-- start --
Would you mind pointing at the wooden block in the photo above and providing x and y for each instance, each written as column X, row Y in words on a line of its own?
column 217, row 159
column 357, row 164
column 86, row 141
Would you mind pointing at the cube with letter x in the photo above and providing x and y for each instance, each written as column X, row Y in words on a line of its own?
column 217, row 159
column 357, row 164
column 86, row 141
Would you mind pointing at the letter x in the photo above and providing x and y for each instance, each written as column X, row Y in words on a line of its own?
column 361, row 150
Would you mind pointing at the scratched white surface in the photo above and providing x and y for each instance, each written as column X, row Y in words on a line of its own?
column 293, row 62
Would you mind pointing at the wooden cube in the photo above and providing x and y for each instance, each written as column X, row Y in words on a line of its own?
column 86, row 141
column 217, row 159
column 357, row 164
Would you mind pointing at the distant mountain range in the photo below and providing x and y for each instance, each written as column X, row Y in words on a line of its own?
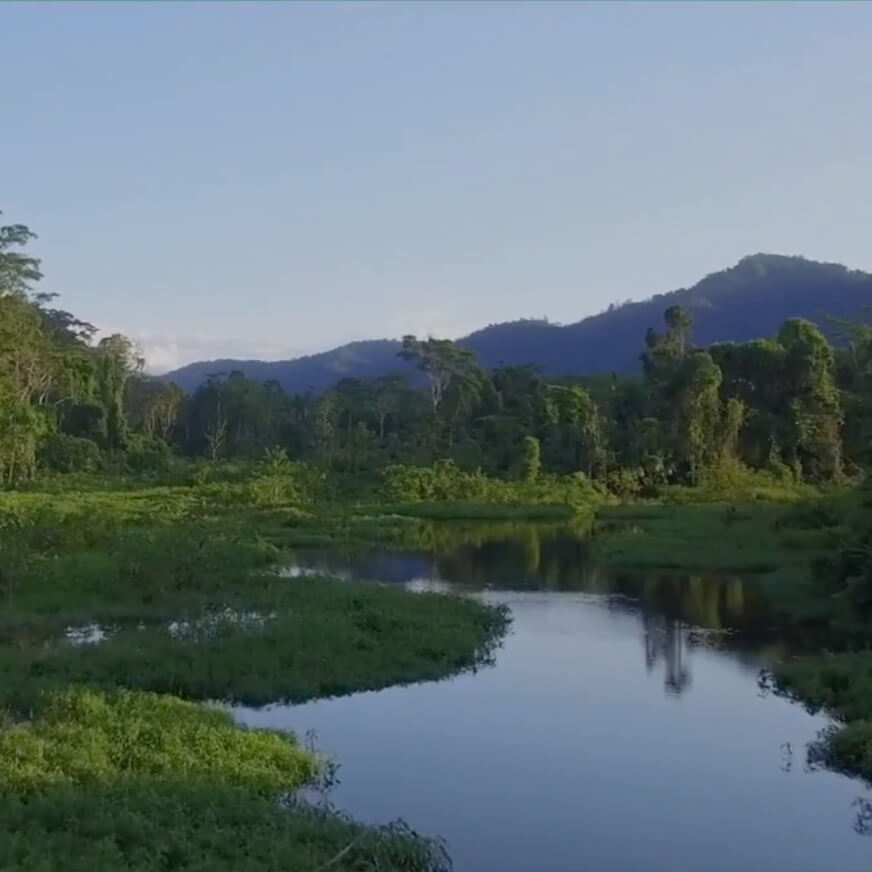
column 746, row 301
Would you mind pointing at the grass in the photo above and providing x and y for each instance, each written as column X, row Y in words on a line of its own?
column 324, row 637
column 464, row 511
column 135, row 778
column 840, row 684
column 715, row 537
column 137, row 781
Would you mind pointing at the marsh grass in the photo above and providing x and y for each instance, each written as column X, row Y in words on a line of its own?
column 127, row 780
column 745, row 538
column 104, row 766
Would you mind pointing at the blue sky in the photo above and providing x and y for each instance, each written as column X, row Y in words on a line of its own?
-- end --
Could you rewrite all of the material above with every "wooden" changed to "timber", keep everything else the same, and leave the pictures out?

REPLY TO THE TASK:
Would you mind pointing at the timber block in the photo above and providing x and y for each instance, each written as column X, row Y in words on a line of its own?
column 217, row 159
column 357, row 164
column 86, row 141
Would you mind pointing at the cube with letter x in the photo above and providing x and y for each instance, each written as column X, row Y in words on a line of its own?
column 217, row 159
column 357, row 164
column 86, row 141
Would you mind pointing at the letter x in the photo above and providing x and y for each instance, each written as column X, row Y in words on a line of its own?
column 361, row 150
Would you mind pointing at the scratched white surface in the photo above and providing x and y for each instance, each written as column X, row Y in words on a line of its own?
column 293, row 62
Would you mind pointing at the timber cube in the photo above and providing x and y for each instance, each written as column X, row Y in words on a line of its own?
column 86, row 141
column 217, row 159
column 357, row 164
Would you mind pointing at the distant mountain range in the photo below and providing x and y for each instance, each written as column X, row Y in words on a line of its own?
column 746, row 301
Would you mind pointing at the grass in the photo above and providing x and y for each instance, each written as column X, row Y in words on a line of its own?
column 324, row 637
column 464, row 511
column 135, row 778
column 840, row 684
column 715, row 537
column 137, row 781
Would you mind pointing at the marsh grass in the photo above and providing x and y for each instance, each written as column X, row Y in words on a line of its own?
column 127, row 780
column 745, row 538
column 104, row 766
Would you mind pointing at the blue sky in the photo above and providing x and y for each instance, each written as column X, row Y in words on a line of its own?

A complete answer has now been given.